- [THE RECORDS]

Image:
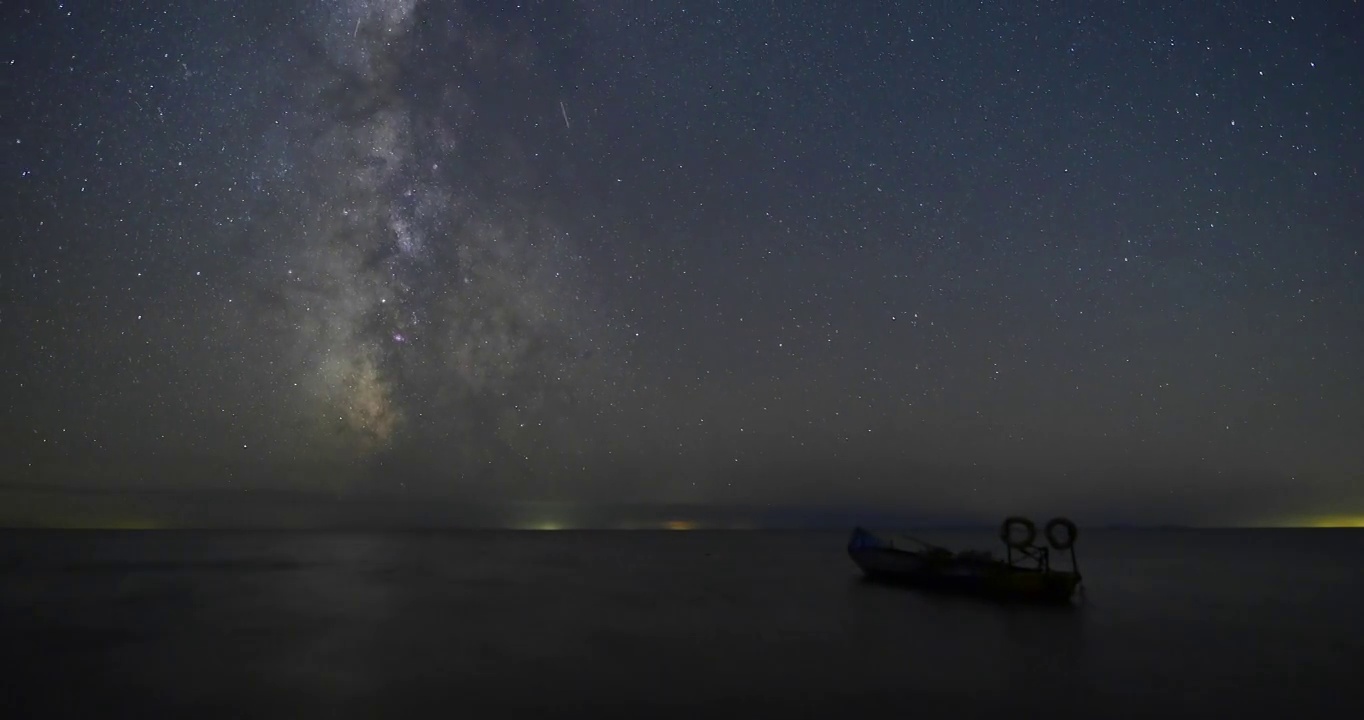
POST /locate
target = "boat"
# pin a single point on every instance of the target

---

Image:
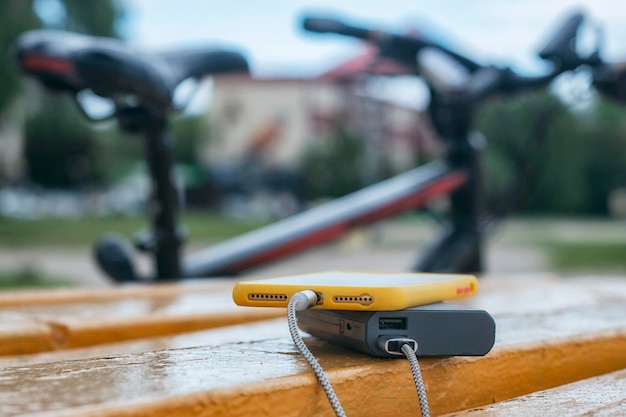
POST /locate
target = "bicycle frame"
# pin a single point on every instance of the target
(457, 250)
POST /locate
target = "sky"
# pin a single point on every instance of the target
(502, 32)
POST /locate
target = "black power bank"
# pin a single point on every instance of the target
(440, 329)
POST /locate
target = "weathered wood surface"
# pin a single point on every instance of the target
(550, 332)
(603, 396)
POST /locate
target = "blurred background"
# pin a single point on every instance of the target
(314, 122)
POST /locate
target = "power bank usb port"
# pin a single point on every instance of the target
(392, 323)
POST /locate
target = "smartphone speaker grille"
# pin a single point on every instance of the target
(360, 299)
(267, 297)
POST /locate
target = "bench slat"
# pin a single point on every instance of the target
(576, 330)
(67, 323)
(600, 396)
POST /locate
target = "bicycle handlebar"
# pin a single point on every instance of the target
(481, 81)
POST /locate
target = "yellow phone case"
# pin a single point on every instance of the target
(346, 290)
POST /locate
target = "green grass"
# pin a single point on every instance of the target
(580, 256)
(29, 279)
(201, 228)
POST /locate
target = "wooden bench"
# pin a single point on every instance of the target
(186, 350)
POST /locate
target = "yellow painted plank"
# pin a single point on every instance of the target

---

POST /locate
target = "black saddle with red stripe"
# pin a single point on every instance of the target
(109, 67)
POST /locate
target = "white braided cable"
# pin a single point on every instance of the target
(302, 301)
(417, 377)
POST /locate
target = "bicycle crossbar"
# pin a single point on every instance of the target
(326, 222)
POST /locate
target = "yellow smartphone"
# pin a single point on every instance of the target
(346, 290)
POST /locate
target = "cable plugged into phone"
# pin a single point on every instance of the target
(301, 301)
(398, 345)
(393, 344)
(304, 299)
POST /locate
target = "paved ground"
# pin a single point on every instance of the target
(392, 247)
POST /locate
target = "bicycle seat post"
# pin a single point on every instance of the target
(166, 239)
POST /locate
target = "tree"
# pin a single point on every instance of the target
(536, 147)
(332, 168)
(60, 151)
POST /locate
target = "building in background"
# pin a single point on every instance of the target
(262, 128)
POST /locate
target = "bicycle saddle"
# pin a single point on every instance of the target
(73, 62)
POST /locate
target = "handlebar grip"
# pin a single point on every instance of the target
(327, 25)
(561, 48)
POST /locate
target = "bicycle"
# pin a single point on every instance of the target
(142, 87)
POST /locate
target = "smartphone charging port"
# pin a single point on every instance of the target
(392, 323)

- [EXERCISE DIRECTIONS] Copy every line of the data that carries the word "cable".

- [WORKED SOLUTION]
target = "white braided cable"
target = "cable plugged into phone"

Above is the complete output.